▶ **YOUR INSTRUCTIONS**:
Wherever a line in the records below contains "positive", copy that line.

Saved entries
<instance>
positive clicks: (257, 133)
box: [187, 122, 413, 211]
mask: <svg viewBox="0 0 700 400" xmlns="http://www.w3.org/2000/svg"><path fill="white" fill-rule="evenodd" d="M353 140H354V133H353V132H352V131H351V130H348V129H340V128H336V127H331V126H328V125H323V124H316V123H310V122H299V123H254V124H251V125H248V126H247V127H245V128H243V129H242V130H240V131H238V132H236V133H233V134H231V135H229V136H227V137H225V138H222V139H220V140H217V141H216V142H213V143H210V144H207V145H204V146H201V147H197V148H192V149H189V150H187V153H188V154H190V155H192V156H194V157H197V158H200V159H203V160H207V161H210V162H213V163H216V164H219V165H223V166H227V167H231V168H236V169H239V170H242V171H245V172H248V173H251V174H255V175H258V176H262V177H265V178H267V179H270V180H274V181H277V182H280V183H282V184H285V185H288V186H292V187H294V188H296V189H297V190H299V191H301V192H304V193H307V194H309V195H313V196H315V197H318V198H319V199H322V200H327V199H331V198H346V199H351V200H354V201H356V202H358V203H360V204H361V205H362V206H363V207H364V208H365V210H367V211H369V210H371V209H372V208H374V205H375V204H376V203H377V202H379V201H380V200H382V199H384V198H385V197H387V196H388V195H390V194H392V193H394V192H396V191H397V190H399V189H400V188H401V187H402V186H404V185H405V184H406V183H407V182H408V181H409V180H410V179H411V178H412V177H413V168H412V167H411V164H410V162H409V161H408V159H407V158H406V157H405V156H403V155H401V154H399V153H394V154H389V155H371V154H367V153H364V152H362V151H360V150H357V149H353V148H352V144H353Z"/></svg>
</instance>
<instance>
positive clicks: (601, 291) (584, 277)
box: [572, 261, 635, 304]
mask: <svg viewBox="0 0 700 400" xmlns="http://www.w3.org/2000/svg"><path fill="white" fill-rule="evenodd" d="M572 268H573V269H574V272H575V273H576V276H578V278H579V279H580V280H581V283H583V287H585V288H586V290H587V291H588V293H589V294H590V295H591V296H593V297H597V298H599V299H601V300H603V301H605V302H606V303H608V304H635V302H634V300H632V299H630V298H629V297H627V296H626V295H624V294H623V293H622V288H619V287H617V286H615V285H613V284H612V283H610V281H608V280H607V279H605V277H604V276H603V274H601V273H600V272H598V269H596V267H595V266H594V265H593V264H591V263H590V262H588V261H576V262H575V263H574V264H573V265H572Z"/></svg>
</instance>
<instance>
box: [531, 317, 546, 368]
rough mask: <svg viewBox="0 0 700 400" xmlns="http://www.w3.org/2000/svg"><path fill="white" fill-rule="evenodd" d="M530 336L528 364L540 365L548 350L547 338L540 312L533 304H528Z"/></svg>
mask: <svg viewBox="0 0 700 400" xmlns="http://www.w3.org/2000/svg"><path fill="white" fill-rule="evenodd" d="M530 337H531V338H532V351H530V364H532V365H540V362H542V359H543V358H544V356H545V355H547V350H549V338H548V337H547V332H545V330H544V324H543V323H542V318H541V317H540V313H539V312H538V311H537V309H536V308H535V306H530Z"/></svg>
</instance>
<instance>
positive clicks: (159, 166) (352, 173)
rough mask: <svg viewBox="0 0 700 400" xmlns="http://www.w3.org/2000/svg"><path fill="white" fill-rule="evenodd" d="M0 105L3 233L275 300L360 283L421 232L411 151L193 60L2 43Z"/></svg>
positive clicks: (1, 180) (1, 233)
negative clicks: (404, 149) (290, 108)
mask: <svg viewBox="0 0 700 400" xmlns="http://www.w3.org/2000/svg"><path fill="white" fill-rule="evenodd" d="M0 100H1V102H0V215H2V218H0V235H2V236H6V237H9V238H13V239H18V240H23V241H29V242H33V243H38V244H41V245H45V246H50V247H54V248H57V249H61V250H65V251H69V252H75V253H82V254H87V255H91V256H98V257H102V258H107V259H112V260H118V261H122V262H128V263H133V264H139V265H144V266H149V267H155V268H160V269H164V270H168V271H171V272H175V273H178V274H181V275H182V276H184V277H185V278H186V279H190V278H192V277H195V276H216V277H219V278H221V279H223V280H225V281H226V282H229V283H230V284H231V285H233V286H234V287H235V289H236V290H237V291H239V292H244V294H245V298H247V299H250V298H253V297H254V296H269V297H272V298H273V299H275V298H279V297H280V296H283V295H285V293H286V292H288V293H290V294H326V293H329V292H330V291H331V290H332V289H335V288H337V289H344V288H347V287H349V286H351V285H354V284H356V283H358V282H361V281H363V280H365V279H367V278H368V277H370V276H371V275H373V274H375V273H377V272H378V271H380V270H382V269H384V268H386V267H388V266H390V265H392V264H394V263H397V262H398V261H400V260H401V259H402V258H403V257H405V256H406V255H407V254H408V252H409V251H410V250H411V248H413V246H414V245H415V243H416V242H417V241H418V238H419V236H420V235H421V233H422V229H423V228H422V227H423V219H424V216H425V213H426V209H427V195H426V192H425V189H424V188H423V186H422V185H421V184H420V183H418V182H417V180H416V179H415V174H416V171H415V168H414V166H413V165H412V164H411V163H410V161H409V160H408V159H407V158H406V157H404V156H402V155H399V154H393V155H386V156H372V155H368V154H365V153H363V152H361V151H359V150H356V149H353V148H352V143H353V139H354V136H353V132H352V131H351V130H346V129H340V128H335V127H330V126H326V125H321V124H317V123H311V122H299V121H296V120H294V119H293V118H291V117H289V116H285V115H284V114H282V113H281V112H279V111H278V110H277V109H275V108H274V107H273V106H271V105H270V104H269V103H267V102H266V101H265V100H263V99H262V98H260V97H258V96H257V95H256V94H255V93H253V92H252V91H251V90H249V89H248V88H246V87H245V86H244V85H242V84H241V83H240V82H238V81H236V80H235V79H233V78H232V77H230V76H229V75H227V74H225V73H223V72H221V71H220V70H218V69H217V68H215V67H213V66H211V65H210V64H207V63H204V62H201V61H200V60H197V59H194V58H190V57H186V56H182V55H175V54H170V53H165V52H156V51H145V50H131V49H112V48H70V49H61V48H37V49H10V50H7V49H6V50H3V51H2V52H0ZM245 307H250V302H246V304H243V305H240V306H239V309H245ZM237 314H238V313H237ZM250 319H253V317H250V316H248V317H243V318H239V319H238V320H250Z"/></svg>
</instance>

* * *

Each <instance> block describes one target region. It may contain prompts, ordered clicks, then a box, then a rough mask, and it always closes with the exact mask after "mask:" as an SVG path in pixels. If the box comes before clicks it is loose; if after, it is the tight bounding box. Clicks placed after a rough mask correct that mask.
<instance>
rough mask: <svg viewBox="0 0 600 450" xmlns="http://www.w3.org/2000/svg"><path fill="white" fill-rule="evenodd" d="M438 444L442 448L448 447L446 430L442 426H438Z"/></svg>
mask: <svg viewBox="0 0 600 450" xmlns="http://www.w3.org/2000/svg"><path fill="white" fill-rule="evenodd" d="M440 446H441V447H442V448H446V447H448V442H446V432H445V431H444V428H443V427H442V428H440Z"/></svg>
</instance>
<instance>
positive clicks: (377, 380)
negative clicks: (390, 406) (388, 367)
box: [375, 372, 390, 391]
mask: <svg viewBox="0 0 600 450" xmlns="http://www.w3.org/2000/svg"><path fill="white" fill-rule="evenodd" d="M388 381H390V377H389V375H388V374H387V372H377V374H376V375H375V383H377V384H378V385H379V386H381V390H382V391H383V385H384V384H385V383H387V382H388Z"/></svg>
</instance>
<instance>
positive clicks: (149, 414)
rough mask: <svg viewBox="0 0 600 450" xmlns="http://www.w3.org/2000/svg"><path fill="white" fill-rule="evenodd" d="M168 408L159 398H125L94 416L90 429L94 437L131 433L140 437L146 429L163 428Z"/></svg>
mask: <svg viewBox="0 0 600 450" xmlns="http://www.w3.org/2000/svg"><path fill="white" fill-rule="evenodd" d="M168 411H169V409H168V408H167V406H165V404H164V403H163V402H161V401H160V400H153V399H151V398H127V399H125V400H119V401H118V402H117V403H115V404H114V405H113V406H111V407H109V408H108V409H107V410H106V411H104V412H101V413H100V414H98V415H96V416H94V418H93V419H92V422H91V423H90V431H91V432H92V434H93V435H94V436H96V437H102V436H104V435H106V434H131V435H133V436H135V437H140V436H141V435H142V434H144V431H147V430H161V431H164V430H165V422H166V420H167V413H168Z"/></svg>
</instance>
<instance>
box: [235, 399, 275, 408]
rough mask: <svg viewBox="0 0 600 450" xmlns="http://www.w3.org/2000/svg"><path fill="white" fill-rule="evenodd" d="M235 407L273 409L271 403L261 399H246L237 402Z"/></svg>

...

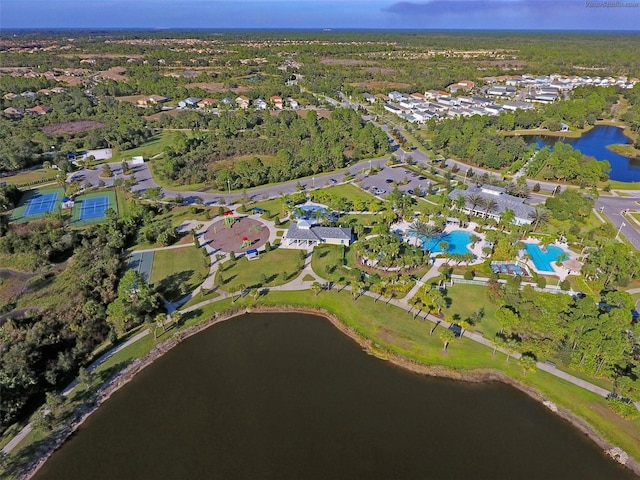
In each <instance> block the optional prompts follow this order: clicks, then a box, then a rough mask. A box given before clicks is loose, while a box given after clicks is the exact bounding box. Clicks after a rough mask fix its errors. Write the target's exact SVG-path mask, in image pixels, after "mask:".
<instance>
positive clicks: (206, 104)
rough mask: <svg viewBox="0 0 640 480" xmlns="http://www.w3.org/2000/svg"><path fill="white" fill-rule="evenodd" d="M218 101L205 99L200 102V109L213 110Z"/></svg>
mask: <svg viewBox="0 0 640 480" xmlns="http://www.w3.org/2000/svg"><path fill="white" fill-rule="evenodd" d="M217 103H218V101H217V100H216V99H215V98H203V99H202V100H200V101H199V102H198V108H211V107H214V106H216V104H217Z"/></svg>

▶ **ANSWER BOX**:
positive clicks: (257, 133)
positive clicks: (601, 291) (584, 277)
positive clicks: (159, 166) (352, 173)
positive clicks: (1, 180) (1, 233)
positive clicks: (377, 380)
positive clicks: (149, 414)
positive clicks: (206, 104)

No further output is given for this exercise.